╭──
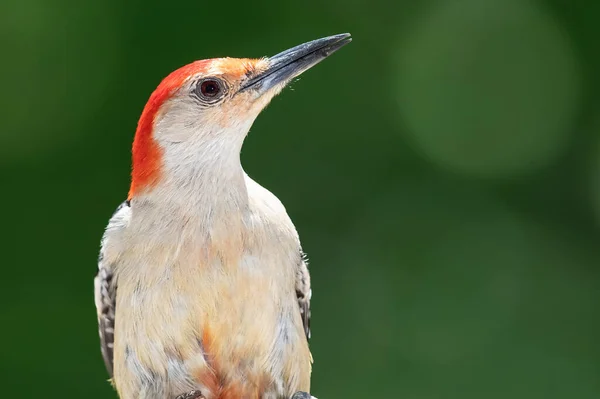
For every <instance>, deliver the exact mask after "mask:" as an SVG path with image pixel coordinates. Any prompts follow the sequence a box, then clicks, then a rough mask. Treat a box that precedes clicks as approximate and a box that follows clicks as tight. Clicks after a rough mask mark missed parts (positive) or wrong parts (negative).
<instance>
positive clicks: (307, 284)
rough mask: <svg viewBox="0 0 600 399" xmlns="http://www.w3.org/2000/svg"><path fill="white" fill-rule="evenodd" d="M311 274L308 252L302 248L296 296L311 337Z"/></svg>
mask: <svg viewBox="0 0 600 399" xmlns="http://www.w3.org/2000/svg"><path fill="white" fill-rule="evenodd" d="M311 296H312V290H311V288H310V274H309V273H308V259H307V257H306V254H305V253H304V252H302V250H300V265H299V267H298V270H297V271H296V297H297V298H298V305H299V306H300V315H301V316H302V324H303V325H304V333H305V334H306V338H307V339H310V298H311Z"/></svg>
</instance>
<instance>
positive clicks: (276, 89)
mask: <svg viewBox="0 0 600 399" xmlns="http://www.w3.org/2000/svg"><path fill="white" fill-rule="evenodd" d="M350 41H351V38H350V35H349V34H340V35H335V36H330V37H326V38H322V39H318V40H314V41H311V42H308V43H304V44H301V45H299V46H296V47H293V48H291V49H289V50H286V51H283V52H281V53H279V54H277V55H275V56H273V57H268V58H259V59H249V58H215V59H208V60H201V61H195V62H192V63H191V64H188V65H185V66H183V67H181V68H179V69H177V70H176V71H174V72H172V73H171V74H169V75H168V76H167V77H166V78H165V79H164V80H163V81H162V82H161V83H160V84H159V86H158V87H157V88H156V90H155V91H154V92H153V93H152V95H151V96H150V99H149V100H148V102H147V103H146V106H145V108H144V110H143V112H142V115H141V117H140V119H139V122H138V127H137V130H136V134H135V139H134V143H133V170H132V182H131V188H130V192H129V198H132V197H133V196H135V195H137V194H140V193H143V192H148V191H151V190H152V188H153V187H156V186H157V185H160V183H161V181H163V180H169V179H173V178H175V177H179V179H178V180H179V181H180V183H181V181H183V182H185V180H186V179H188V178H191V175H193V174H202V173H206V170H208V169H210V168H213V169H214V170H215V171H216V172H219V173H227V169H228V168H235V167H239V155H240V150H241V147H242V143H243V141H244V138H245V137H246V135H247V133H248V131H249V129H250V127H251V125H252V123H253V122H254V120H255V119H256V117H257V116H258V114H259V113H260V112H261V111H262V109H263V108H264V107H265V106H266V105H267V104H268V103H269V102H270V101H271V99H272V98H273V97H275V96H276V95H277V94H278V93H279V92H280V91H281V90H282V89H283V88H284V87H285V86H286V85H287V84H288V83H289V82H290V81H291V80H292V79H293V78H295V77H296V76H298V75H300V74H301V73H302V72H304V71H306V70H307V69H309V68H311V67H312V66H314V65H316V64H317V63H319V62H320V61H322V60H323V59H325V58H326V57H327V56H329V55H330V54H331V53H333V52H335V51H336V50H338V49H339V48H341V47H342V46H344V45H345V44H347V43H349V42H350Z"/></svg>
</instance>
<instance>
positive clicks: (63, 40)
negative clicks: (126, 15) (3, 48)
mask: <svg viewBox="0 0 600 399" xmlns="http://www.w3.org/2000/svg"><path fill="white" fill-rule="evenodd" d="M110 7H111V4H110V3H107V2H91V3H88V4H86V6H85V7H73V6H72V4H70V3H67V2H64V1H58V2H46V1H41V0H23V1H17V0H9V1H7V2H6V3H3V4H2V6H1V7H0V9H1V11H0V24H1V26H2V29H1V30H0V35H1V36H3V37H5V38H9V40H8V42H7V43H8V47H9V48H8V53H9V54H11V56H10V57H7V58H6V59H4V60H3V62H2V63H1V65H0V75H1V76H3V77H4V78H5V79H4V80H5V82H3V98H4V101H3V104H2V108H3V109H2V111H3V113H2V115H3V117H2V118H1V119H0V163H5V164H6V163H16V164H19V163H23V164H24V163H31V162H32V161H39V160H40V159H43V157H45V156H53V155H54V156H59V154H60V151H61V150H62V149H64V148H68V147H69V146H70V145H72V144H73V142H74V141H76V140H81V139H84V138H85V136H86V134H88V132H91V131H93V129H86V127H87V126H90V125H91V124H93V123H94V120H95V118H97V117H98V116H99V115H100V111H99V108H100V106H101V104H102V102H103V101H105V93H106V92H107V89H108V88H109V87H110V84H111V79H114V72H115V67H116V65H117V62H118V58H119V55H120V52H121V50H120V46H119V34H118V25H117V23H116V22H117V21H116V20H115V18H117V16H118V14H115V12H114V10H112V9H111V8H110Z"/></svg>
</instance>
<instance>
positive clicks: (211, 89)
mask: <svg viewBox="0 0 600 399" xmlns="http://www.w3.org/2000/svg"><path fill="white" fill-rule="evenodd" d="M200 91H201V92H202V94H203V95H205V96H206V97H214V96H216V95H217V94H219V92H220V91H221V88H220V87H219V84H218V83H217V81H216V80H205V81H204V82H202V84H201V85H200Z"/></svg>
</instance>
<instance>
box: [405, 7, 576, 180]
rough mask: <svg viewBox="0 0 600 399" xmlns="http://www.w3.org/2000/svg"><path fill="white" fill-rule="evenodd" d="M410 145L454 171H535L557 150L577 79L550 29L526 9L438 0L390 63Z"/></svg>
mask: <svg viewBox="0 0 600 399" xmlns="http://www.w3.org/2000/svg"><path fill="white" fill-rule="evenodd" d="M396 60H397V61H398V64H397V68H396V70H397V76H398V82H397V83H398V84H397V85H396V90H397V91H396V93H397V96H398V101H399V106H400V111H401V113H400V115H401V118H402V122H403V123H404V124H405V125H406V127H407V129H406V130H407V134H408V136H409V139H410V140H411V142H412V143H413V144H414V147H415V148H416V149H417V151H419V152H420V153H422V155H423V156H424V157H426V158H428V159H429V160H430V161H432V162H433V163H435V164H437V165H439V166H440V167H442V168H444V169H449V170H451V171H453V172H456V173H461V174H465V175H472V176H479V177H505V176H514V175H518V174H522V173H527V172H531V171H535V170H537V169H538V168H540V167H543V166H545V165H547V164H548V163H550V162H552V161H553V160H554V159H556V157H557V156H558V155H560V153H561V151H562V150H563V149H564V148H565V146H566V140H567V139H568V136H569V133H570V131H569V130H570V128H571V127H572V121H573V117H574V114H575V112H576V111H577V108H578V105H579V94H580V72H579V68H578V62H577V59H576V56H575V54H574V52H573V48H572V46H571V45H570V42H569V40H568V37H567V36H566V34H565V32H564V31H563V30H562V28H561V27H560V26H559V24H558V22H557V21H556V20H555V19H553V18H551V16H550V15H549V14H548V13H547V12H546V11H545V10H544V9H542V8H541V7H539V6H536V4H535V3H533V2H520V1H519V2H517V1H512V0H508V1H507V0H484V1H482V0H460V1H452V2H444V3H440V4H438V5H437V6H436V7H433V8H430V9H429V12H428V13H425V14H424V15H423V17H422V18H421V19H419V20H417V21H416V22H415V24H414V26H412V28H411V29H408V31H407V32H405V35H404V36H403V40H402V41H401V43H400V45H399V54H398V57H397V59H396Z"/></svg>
╰──
╭──
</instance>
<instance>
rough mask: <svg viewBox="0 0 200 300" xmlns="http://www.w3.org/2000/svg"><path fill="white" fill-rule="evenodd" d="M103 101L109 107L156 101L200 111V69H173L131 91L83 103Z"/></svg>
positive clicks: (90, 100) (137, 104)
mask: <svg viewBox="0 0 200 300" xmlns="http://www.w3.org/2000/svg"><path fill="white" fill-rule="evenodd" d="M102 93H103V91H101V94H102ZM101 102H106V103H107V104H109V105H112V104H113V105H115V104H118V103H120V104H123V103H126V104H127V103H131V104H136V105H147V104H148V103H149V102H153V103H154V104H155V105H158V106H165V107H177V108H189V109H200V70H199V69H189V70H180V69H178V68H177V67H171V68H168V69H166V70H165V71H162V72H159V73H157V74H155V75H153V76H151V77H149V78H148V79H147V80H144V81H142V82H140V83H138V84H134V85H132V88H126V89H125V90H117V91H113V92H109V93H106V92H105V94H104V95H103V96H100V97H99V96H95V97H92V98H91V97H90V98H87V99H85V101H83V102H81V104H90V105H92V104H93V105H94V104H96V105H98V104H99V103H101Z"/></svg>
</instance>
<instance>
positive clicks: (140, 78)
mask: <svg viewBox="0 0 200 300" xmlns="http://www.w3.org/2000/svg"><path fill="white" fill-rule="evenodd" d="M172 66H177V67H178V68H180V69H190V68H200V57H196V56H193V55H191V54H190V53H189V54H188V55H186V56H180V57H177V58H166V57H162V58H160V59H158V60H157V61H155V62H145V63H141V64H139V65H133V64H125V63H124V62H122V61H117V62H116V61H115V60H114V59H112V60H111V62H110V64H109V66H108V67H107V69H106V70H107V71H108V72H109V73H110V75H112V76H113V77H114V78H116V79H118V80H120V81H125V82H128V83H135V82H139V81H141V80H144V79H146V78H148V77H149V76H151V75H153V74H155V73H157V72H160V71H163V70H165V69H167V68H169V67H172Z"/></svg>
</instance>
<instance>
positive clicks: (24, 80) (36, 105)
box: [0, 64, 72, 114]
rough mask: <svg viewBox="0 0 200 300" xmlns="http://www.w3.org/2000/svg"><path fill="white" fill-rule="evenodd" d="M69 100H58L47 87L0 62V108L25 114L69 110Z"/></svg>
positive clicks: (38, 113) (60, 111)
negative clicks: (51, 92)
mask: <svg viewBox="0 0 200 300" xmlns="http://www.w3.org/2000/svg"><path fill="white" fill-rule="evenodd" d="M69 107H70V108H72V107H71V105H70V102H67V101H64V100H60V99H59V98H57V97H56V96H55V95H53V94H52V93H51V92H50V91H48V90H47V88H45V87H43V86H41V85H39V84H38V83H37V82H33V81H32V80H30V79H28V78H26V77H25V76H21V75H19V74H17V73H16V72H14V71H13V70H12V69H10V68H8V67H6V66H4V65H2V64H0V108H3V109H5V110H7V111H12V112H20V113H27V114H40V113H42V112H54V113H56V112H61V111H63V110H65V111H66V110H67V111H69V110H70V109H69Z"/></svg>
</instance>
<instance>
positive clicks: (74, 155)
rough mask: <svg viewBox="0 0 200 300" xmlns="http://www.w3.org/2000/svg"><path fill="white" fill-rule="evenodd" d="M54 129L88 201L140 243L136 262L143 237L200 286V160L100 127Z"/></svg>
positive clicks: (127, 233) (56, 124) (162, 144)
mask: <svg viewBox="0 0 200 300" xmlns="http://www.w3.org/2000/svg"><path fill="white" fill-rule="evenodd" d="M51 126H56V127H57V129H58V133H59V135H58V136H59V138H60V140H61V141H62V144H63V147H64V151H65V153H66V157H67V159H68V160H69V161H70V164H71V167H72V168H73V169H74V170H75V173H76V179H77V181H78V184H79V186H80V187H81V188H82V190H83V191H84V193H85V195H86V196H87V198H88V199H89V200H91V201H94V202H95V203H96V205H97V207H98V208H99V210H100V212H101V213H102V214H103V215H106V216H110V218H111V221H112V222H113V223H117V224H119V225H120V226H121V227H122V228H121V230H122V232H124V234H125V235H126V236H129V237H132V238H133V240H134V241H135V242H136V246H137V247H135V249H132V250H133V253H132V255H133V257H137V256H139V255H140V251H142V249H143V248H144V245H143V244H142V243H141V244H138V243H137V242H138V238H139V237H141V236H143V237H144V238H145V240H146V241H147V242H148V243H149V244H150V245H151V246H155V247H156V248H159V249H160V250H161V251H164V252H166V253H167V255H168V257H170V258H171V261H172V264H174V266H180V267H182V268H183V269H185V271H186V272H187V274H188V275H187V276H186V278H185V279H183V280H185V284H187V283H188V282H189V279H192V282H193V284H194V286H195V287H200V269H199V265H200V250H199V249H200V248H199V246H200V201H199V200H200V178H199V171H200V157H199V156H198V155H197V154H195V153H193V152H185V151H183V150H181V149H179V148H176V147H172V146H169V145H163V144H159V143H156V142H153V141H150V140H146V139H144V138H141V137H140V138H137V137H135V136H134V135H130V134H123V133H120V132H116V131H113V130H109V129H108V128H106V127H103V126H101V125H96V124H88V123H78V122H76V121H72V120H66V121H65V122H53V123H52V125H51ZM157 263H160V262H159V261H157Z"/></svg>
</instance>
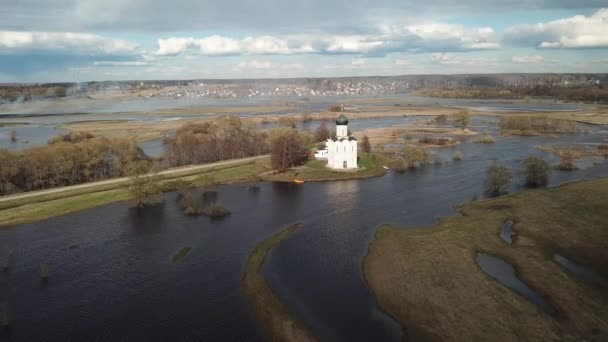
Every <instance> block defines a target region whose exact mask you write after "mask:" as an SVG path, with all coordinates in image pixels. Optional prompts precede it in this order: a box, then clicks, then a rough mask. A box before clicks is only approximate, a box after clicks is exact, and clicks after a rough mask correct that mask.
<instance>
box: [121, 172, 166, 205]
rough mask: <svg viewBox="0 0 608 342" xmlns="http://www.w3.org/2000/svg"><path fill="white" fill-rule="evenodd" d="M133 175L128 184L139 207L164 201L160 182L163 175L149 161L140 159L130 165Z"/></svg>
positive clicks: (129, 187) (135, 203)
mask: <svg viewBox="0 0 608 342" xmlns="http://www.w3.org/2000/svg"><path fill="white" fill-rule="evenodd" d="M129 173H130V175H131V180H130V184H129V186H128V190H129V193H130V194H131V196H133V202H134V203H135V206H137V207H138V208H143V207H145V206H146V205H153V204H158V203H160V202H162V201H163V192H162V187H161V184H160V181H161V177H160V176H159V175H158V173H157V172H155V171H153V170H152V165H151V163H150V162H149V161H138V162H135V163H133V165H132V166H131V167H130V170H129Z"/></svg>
╰──
▶ _What the task requires_
Reproduce verbatim the lines above, from the line with "For every <instance>, deliver" through the line with "positive clicks: (307, 284)".

▶ _Problem solution_
For every <instance>, deliver the exact mask after "mask:" as an SVG path with image pixel coordinates. Any prompts follow the sequence a box, then clicks, then a rough mask. Treat a box that precedes clicks as approximate and a box that follows clicks as tight. Clicks after a rough mask mark missed parts (positive) or wrong parts (negative).
<instance>
positive clicks: (307, 284)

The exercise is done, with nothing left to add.